Les nations les plus démunies souhaitaient qu’on parle de lutte contre la pauvreté sous tous ses aspects, d’accès aux marchés pour leurs produits et d’arrêt des subventions agricoles dans les pays riches. Mais elles n’ont reçu que promesses et vœux pieux sans engagement financier global ni calendrier précis de mise en œuvre. « Les dés étaient pipés d’avance puisque George W. Bush, dirigeant de la première puissance mondiale qui est aussi le principal pollueur de la planète, a choisi de rester chez lui pour parler de lutte anti-terroriste et d’Irak au lieu de venir à Johannesburg », ont souligné plusieurs diplomates africains après le sommet.
Le secrétaire d’Etat américain Colin Powell, qui avait fait le voyage à sa place et a été conspué par les représentants des ONG, a affirmé que la meilleure formule pour le développement était la liberté et que bonne gestion des affaires publiques et développement durable vont de pair. Il s’est contenté de rappeler que le président Bush avait promis, à la conférence sur le développement de Monterrey, une aide supplémentaire de 5 milliards de dollars sur trois ans pour les « bons élèves » du monde en développement. Il a aussi précisé que les Etats-Unis viennent de lancer un programme de 1 milliard de dollars pour atténuer l’effet de serre et pour faire face au changement climatique, sans pour autant abandonner leur opposition au protocole de Kyoto destiné à réduire les émissions de CO2. D’autres non-signataires comme la Chine, la Russie et le Canada se sont, eux, engagés à signer, ce qui permettrait l’entrée en vigueur du protocole.

▬▬▬▬▬▬

__Objectif A__
Dans le texte sur le sommet de Johannesburg, quelle aide supplémentaire le président Bush avait-il promise à la conférence de Monterrey ?
__Objectif B__
Renvoyez, s'il vous plaît, sans rien y changer, le passage du texte sur le sommet de Johannesburg qui s'ouvre sur les mots contenant « Les nations les » et se ferme sur « après le sommet. ».

__Extrait de données__
▬▬▬▬▬▬

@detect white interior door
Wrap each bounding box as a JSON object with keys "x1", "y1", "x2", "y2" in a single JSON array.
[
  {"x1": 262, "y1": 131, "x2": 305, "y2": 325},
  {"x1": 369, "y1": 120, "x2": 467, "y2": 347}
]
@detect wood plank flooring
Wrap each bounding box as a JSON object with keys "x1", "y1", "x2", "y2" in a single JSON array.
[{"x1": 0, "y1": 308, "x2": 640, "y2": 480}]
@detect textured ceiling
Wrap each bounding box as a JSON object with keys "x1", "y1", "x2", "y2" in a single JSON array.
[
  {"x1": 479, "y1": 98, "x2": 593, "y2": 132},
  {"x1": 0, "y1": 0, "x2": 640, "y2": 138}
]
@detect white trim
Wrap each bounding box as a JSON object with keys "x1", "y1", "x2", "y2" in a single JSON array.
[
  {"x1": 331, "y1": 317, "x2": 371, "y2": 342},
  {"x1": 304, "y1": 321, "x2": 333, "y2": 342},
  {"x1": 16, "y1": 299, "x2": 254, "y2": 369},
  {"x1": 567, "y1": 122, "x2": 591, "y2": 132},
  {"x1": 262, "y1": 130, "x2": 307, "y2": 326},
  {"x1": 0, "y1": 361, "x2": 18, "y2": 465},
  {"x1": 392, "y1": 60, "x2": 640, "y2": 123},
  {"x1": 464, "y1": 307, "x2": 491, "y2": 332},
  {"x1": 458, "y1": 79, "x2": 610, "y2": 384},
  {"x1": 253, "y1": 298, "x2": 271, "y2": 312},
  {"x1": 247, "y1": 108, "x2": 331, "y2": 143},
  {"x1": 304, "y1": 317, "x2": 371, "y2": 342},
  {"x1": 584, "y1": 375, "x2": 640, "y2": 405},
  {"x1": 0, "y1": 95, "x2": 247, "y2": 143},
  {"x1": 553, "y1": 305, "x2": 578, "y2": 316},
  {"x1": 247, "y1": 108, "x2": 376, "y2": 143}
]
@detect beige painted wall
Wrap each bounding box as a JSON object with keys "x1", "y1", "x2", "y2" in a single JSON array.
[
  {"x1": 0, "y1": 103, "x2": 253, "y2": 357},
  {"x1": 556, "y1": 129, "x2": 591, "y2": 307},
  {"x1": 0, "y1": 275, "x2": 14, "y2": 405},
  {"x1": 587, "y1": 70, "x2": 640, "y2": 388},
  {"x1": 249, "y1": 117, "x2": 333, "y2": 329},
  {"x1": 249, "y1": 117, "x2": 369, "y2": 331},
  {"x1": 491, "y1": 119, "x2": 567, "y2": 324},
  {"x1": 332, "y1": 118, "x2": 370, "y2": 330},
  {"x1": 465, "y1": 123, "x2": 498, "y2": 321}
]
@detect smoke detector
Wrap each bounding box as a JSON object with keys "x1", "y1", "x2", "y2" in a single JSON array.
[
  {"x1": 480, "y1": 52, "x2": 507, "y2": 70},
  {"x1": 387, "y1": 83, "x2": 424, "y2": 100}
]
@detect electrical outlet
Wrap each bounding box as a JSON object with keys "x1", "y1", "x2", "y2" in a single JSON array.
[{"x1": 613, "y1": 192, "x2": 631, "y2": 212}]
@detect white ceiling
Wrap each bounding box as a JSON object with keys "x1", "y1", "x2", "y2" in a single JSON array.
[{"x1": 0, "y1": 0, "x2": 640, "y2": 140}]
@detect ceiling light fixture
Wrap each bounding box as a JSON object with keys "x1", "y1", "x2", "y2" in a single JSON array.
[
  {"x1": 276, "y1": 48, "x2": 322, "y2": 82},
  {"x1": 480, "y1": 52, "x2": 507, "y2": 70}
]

▬▬▬▬▬▬

__Réponse complète A__
Une aide supplémentaire de 5 milliards de dollars sur trois ans pour les « bons élèves » du monde en développement.

__Réponse complète B__
Les nations les plus démunies souhaitaient qu’on parle de lutte contre la pauvreté sous tous ses aspects, d’accès aux marchés pour leurs produits et d’arrêt des subventions agricoles dans les pays riches. Mais elles n’ont reçu que promesses et vœux pieux sans engagement financier global ni calendrier précis de mise en œuvre. « Les dés étaient pipés d’avance puisque George W. Bush, dirigeant de la première puissance mondiale qui est aussi le principal pollueur de la planète, a choisi de rester chez lui pour parler de lutte anti-terroriste et d’Irak au lieu de venir à Johannesburg », ont souligné plusieurs diplomates africains après le sommet.